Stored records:

**********

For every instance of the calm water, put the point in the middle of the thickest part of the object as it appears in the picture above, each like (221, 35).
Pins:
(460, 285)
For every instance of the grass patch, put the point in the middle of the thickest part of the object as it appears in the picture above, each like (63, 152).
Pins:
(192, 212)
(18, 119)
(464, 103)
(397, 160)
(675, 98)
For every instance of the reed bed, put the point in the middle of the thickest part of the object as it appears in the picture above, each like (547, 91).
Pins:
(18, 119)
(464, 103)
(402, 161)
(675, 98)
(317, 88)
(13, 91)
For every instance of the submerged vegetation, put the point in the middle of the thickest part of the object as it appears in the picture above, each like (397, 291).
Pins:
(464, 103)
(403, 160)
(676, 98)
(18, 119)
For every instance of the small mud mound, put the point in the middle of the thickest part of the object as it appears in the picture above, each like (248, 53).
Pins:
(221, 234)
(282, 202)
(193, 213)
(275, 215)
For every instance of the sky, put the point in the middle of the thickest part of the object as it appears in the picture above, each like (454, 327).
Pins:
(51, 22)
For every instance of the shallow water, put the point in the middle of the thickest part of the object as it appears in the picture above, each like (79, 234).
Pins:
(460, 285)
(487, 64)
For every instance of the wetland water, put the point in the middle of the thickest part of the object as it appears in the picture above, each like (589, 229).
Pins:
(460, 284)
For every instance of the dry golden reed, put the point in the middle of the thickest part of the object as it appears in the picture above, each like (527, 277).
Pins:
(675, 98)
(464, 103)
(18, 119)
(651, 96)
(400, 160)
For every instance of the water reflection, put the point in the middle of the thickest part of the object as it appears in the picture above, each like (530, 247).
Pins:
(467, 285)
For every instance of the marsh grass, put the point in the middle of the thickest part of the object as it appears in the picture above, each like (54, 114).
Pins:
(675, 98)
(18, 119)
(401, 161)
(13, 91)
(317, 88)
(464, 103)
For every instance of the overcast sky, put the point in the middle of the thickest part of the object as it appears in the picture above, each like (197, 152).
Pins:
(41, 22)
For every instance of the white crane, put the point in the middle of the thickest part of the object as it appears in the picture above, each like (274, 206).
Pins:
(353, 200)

**********

Description of the task: A single number is expected: how many lines of the data hold the string "reed".

Exercise result: 2